▸ **Your objective**: Render the portion of the records that opens with the line containing "Exercise. Tag every instance of the ceiling" and runs through the end of the records as a JSON list of strings, one string per line, with blank lines omitted. Exclude the pictures from the list.

▸ **Task material**:
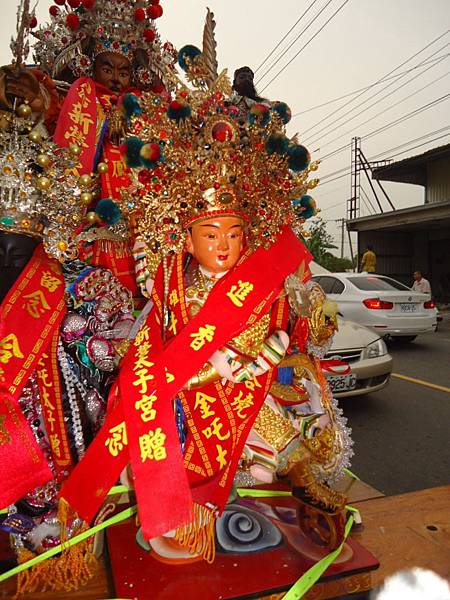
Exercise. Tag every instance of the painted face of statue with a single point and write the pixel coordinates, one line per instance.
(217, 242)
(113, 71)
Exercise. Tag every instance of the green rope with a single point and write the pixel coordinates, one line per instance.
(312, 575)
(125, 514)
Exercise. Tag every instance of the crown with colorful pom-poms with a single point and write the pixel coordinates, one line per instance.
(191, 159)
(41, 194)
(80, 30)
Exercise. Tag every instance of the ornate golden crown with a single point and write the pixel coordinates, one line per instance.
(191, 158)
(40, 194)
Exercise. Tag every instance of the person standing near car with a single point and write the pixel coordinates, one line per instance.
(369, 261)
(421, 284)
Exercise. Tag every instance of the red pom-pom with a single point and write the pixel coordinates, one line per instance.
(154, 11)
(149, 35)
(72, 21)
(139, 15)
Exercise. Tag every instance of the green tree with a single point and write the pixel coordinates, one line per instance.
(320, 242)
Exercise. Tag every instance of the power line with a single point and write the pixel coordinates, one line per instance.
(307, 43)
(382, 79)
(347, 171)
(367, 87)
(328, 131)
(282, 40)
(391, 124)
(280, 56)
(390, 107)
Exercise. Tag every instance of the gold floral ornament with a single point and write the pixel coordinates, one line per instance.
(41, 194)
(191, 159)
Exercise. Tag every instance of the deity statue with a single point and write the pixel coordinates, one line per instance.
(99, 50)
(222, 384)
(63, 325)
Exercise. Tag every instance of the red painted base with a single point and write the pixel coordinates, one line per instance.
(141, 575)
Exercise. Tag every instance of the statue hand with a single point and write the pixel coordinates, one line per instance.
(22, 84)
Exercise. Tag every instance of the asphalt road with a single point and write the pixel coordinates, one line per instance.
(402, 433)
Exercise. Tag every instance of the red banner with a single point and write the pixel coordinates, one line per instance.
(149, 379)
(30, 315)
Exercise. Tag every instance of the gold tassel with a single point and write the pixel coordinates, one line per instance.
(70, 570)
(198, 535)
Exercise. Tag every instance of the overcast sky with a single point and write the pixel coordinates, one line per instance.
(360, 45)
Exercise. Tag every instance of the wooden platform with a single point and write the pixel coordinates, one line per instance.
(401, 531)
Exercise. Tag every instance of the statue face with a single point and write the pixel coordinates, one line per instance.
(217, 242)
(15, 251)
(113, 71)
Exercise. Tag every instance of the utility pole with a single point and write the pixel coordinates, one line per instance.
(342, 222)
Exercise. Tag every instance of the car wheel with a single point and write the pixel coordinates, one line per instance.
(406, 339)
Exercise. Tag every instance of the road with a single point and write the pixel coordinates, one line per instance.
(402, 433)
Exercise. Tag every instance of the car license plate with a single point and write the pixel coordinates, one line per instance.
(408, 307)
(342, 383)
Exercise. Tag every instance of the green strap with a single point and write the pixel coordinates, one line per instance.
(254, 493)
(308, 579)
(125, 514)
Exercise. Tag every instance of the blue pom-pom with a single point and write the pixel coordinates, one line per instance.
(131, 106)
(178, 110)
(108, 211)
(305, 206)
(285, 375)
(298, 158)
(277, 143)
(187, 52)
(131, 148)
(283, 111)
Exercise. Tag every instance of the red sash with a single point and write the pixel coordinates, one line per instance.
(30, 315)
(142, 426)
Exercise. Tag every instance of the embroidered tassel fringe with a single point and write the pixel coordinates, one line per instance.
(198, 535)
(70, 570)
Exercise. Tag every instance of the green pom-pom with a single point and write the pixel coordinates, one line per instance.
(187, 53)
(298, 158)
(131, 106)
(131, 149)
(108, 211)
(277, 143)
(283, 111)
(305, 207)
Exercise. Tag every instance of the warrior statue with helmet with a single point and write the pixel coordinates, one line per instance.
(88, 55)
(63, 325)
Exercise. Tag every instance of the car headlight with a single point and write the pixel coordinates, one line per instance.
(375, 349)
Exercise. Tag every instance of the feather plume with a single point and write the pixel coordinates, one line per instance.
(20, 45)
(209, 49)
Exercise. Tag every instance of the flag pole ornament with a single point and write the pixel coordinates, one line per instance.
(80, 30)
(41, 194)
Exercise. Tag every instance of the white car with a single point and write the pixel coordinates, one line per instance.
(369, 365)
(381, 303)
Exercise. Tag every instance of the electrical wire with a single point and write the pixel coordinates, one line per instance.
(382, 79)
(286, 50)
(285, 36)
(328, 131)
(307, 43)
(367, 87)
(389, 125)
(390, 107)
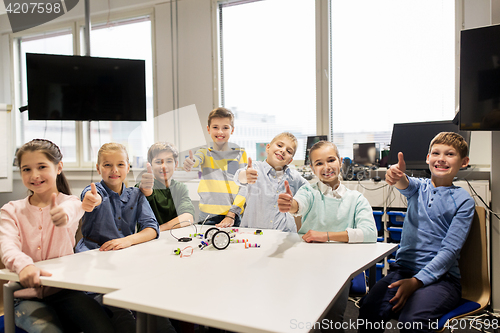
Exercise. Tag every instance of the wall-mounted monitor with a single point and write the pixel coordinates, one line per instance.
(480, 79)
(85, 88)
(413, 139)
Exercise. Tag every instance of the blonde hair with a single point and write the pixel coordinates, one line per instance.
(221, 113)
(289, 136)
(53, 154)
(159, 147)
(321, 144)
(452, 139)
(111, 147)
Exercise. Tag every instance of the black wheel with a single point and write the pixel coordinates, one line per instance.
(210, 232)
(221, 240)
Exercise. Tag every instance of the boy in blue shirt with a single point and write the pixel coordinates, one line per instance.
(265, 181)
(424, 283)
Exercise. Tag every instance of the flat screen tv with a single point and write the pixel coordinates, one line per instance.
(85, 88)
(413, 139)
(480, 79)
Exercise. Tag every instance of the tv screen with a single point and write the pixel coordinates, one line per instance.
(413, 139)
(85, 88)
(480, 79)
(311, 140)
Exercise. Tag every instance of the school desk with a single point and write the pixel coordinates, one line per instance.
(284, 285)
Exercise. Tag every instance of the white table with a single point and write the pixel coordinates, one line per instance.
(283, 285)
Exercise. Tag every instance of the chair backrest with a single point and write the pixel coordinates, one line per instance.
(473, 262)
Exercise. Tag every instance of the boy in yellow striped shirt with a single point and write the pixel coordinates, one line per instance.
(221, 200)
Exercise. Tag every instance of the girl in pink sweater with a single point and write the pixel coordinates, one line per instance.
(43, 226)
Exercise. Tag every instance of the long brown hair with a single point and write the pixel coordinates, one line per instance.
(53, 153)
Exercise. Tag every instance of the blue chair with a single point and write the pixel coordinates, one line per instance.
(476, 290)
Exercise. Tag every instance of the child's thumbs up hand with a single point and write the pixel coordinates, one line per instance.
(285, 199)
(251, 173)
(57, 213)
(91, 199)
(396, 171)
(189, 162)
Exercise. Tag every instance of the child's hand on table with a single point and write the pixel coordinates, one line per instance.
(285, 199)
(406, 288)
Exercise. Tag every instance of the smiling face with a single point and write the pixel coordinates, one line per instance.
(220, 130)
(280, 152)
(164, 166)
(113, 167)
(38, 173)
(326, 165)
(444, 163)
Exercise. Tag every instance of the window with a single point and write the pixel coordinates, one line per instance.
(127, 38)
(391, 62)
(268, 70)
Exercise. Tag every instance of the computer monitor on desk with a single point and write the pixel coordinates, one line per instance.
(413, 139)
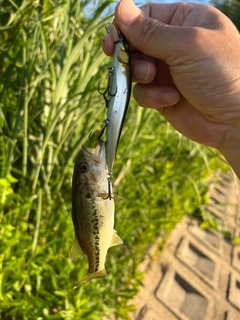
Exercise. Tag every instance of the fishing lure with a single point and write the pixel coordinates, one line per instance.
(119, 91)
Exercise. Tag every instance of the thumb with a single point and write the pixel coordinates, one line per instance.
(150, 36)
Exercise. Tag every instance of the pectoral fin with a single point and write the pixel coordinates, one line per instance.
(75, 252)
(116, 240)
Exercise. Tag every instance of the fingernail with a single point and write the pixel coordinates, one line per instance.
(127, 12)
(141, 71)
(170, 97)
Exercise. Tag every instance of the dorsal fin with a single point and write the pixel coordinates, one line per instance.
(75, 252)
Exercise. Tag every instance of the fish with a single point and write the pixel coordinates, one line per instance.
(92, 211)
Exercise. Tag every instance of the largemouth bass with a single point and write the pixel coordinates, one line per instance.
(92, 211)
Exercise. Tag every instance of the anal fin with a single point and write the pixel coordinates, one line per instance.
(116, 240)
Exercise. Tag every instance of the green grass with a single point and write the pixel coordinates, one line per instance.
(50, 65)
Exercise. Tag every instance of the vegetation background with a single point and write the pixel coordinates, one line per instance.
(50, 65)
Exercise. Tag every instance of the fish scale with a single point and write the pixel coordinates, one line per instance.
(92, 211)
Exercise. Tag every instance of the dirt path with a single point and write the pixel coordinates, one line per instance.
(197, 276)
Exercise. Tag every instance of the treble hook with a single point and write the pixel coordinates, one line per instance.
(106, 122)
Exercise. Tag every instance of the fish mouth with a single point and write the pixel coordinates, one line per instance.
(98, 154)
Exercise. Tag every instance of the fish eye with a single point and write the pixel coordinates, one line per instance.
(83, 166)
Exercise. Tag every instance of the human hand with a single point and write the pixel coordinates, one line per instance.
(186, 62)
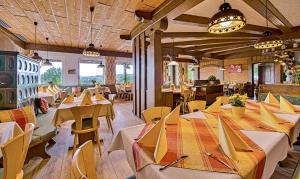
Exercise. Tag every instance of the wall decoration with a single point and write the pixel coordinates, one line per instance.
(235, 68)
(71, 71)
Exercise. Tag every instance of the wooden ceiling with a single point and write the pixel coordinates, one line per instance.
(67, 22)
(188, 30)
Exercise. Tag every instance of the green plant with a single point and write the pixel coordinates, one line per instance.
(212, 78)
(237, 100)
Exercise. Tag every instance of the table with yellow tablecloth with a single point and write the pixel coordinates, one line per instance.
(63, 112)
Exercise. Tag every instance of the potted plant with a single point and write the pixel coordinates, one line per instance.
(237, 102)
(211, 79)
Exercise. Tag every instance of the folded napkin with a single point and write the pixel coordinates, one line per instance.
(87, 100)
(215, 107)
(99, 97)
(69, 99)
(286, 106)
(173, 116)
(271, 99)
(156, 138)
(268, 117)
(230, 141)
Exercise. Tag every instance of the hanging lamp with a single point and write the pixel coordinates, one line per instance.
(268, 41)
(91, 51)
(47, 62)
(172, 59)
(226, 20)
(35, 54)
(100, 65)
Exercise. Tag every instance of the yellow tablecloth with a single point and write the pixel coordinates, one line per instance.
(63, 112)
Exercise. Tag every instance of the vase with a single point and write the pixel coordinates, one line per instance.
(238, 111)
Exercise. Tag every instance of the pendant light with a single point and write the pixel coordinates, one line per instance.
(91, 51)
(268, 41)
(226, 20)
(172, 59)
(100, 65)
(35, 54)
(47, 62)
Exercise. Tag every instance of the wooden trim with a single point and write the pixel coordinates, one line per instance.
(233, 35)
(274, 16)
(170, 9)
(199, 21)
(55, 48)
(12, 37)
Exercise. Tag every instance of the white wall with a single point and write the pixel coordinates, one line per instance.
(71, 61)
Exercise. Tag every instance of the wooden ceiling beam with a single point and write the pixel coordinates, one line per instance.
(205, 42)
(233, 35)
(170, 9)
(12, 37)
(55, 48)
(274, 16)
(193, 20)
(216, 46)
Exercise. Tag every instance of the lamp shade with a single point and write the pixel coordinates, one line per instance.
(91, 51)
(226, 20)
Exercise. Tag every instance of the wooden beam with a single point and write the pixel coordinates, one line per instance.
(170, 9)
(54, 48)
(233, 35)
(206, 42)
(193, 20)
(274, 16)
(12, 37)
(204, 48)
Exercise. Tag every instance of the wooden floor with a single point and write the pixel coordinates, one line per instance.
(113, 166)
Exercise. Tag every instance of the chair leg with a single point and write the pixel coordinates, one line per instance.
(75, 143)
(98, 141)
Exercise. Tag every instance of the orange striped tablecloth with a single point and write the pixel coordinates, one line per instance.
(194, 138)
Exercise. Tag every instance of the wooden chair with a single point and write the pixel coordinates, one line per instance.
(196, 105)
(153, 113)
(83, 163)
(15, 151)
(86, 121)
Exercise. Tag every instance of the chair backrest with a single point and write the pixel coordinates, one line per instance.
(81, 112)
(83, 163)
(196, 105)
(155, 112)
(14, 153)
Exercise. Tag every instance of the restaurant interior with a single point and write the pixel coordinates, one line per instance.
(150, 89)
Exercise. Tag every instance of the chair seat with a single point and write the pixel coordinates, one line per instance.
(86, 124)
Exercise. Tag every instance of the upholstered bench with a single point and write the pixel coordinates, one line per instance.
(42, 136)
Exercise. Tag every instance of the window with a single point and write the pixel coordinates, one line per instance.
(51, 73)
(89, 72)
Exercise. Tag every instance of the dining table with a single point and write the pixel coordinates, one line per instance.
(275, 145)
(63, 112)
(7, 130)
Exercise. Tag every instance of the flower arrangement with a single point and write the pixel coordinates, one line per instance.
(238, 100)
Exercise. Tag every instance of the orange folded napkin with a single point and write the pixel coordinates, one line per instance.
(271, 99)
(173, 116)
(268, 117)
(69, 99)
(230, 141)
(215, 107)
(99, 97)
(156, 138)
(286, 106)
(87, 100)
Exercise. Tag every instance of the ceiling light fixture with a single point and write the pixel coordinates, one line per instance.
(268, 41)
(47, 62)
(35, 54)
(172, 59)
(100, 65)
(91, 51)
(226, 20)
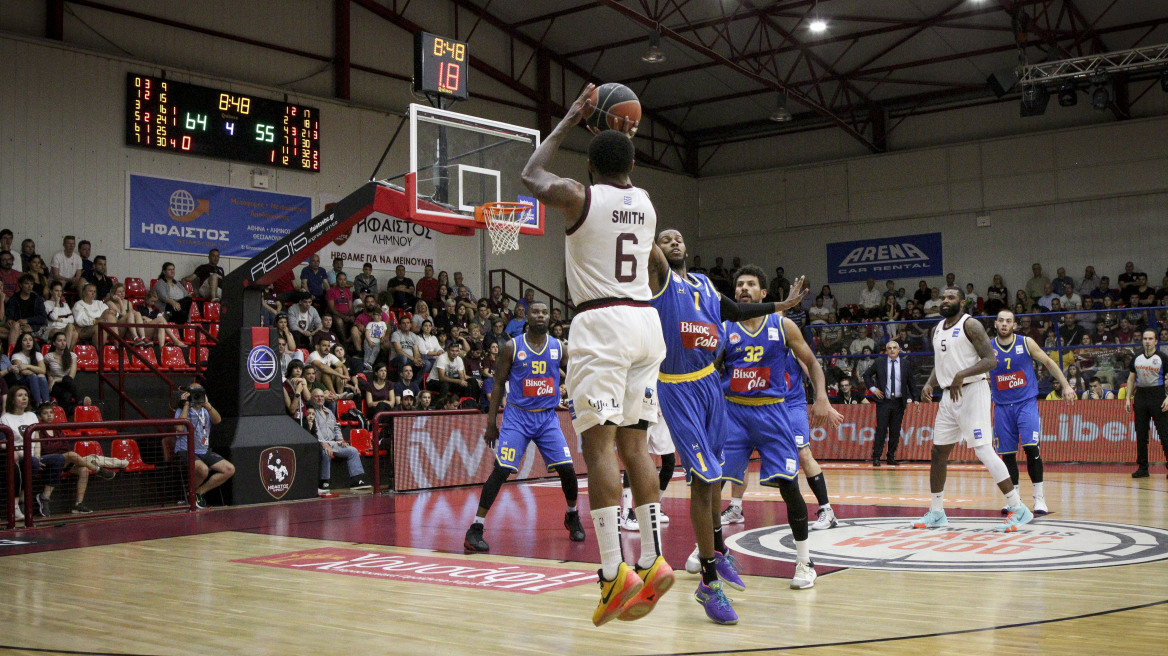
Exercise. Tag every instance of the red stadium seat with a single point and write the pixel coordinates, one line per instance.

▸ **The result**:
[
  "Exercise. Tag every instance of the ceiling light fixture with a single point and write the pixel coordinates, one line per instance.",
  "(268, 41)",
  "(47, 62)",
  "(35, 54)",
  "(172, 59)",
  "(100, 65)",
  "(91, 51)",
  "(226, 20)",
  "Exercise. Tag every instance of the red stadium seat with a single point and write the pixel coordinates, one line per instance."
]